### WORK TASK A
In the piece on the Annunciation Church shooting, recast the paragraph beginning "Only two years ago" as a short bulleted list that keeps its main facts.
### WORK TASK B
Extend the piece on the Annunciation Church shooting beyond its last sentence.

(TEXT EXCERPT Opens)

Cultural apathy creates killers

Cultural apathy creates killers

Courtesy | Unsplash

Two children were shot and killed last week at Annunciation Catholic Church in Minneapolis, both students of Annunciation Catholic School, a pre-K–8 school about 20 minutes from my home. Within hours, the nation learned the killer was a biological male who identified as a woman. 

Standing outside the church mere hours later, Minneapolis Mayor Jacob Frey quickly dismissed the significance of the shooter’s so-called gender identity in the shooting. 

“Anybody who is using this as an opportunity to villainize our trans community, or any other community out there, has lost their sense of common humanity,” Frey said during a press conference. 

We must never villainize groups of people, but we must also recognize a tragedy of this scale is the consequence of leaving the mentally ill untreated.

It’s not as simple as “transgenderism leads to school shootings.” In fact, transgender individuals make up a very small percentage of mass shooters. However, it is widely known that mass shooters tend to be socially isolated, depressed, and bitter people. The mental and social effects of gender transitioning, then, should sound alarm bells. Had the shooter been properly treated, Annunciation’s shooting would likely never have happened. Psychology “experts” have not only normalized but glorified gender confusion such that our society has widely accepted it. The shooter was not only untreated but encouraged.

Only two years ago, a disturbingly similar story emerged when transgender-identifying shooter Audrey Hale killed six people, including three children, at the Covenant School, a pre-K–6 Christian school in Nashville, Tennessee. In 2022, a non-binary-identifying individual named Anderson Lee Aldrich shot and killed five people at a gay nightclub in Colorado Springs.

(TEXT EXCERPT Closes)
(DATA Opens)

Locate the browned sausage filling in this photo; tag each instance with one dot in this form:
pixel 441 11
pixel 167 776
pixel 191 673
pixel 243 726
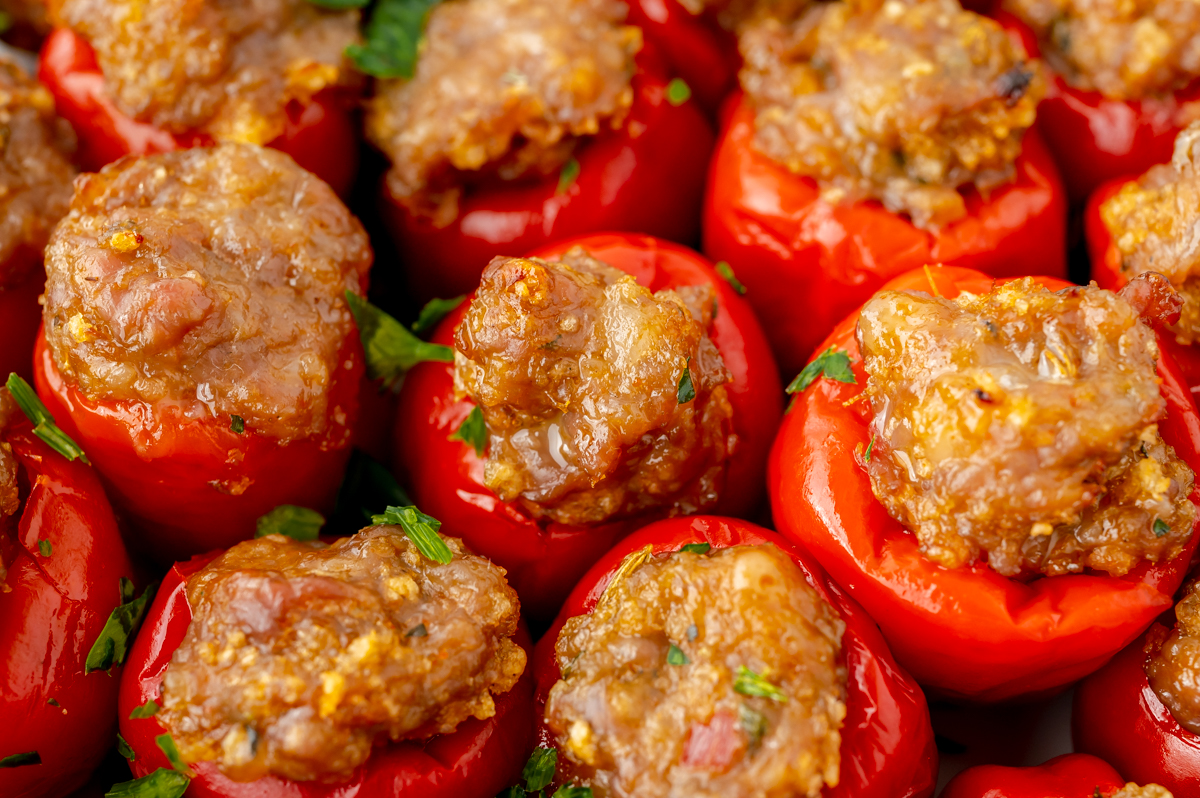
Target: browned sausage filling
pixel 577 371
pixel 904 101
pixel 1174 669
pixel 1021 425
pixel 223 67
pixel 1153 221
pixel 1126 51
pixel 702 675
pixel 502 88
pixel 208 282
pixel 35 172
pixel 300 658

(DATA Closes)

### ANSWER SECTION A
- Two years ago, in a similar case, Audrey Hale, who identified as transgender, killed six people, three of them children, at the Covenant School, a pre-K–6 Christian school in Nashville, Tennessee.
- In 2022, Anderson Lee Aldrich, who identified as non-binary, shot and killed five people at a gay nightclub in Colorado Springs.

### ANSWER SECTION B
This new trend is extremely alarming. But it is not surprising. Gender ideology is designed to isolate young people and make them angry. Rather than learning to embrace their biological sexes, young people are taught to reject their own bodies and anyone who acknowledges reality. 

Promoting gender transitions also encourages a wide range of secondary mental illnesses. In 2022, the Centers for Disease Control and Prevention reported that between 56.4–63.9% of transgender individuals expressed feelings of loneliness. Moreover, they are six times more likely to develop mood or anxiety disorders, three times more likely to take antidepressants and anti-anxiety medicine, and six times more likely to be hospitalized for suicide attempts, according to the 2019 study published by the American Journal of Psychiatry

These issues persist post-transition. Even after receiving so-called gender-affirming care, individuals with gender incongruence “showed no advantage of surgery in relation to subsequent mood or anxiety disorder-related health care or prescriptions or hospitalizations following suicide attempts in that comparison,” according to a 2020 correction to the aforementioned 2019 study.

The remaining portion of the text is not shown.